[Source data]

◇ ◇ ◇

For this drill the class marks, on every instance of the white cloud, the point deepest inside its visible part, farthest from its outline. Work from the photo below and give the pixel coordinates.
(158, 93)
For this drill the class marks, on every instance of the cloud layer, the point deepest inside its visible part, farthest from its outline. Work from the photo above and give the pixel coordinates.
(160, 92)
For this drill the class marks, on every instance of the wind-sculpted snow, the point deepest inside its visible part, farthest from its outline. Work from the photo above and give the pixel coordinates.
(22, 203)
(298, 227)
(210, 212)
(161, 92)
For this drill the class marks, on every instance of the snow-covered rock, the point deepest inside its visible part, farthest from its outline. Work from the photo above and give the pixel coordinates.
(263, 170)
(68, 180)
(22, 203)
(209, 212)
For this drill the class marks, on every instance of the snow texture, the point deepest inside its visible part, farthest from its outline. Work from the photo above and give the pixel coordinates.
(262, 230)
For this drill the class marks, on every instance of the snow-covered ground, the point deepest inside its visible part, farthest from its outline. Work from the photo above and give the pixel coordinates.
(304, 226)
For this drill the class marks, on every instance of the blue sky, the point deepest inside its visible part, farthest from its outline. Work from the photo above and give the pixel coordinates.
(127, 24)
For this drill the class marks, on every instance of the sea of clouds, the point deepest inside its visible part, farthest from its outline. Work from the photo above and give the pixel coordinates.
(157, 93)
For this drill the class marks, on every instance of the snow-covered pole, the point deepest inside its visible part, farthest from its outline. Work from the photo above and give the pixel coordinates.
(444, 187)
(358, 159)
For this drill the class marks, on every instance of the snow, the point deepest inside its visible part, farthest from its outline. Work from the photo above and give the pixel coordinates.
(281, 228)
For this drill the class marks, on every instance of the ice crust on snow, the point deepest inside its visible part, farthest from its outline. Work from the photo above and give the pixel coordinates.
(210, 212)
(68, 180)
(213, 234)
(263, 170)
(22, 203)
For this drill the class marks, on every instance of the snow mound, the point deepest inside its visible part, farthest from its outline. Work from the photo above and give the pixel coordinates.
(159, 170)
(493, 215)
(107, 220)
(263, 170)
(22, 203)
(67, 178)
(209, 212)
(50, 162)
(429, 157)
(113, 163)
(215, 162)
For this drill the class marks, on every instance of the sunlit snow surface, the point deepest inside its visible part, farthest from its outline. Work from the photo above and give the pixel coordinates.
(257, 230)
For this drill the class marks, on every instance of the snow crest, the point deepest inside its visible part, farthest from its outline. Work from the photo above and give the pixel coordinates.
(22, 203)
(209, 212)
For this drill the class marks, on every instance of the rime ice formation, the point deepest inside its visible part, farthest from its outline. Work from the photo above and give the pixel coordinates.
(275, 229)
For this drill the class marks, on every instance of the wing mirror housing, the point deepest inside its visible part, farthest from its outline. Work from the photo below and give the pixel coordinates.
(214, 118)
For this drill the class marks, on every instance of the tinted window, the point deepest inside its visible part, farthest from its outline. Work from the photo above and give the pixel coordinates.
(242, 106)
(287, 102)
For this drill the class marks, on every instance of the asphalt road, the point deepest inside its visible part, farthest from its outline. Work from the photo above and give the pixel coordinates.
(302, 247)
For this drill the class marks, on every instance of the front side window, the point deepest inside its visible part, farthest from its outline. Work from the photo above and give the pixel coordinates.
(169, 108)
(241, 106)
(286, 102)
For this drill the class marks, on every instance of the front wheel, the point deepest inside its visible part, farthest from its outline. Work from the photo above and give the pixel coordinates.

◇ ◇ ◇

» WHAT YOU WILL DO: Reproduce all of the source data above word for word.

» EXERCISE OUTPUT:
For this drill the class marks, on every instance of the white cloud, the point deepest inside its visible part, farthest from its outline. Work from the photo below and give the pixel coordinates.
(158, 93)
For this drill the class marks, on every instance of the cloud layer, the point deepest inside its visible part, farthest from its outline. Work from the photo above and give the pixel coordinates.
(160, 92)
For this drill the class marks, on every instance of the wind-sculpted snow, the point deepest inside its visible part, farthest from its outline. Work from the photo above and give the pixel coordinates.
(22, 203)
(298, 227)
(210, 212)
(161, 92)
For this drill the class marks, on every instance of the snow-covered rock, the point deepest inside its visible part, farthest from its outline. Work from the photo above and give the pixel coordinates.
(263, 170)
(68, 180)
(22, 203)
(209, 212)
For this drill the class marks, on every instance of the snow texture, the point deepest inside its visible part, farthest from its outline. Work from the photo above and give the pixel coordinates.
(262, 230)
For this drill the class marks, on every instance of the snow-covered ground, the point deepest inside its visible part, farthest from its outline. Work from the photo above and give the pixel coordinates.
(304, 226)
For this drill the class marks, on every instance of the blue sky, the point deepest inside its visible part, farthest from its outline. Work from the photo above and give the pixel coordinates.
(127, 24)
For this drill the class marks, on every instance of the sea of clouds, the point deepest inside its visible part, farthest from its outline. Work from the photo above and give the pixel coordinates.
(157, 93)
For this drill the class marks, on every instance of the snow-covered pole, the point deepest inside its visible part, farthest from its outline. Work from the photo above and give the pixel coordinates.
(444, 187)
(358, 159)
For this drill the class marks, on every instance of the snow, the point deepest inside its visible part, farthest from its outline. Work from the photo above and give the pixel coordinates.
(281, 228)
For this drill the class marks, on every instance of the ice crust on snow, the point deepest inside its visible part, farthest from its outline. Work from the photo above and give the pixel coordinates.
(210, 212)
(68, 180)
(213, 234)
(263, 170)
(22, 203)
For this drill the class marks, on every instance of the snow mound, the point deepest inside its visible part, farthest from its outline. Work from the photo above and give the pixel coordinates.
(159, 170)
(493, 215)
(107, 220)
(263, 170)
(22, 203)
(67, 178)
(209, 212)
(50, 162)
(429, 157)
(113, 163)
(215, 162)
For this drill the class marks, on every instance of the sunlit snow surface, the point deepest inside its visible part, farthest from its outline. Work from the photo above and give the pixel coordinates.
(257, 230)
For this drill the class marks, on every instance of the snow crest, the point deepest inside its visible part, farthest from its outline. Work from the photo above and give the pixel coordinates.
(22, 203)
(209, 212)
For this drill the class marks, on every instance of the rime ice formation, the point deepest inside its visible part, farthest from its outline. Work from the photo above and give the pixel coordinates.
(275, 229)
For this drill the class marks, on every instance of the wing mirror housing, the point deepest inside its visible part, farthest from its outline. Work from the photo below and give the pixel coordinates.
(214, 118)
For this drill the class marks, on every instance of the tinted window, the point deepest inside its visible part, farthest from its outline. Work from the photo above and give the pixel coordinates.
(242, 106)
(287, 102)
For this drill the class marks, on every instance of the asphalt road, the point deepest inside its visible part, farthest from its outline. Work from the photo above and give the pixel coordinates.
(302, 247)
For this drill the class marks, on every instance of the front side window, the point deepest inside its visible part, farthest from its outline. Work from the photo above and give the pixel coordinates.
(169, 108)
(241, 106)
(286, 102)
For this drill the class marks, on every instance of the front wheel, the point deepest inside its visible part, farthest from its outline. Work from the photo above and give the pixel coordinates.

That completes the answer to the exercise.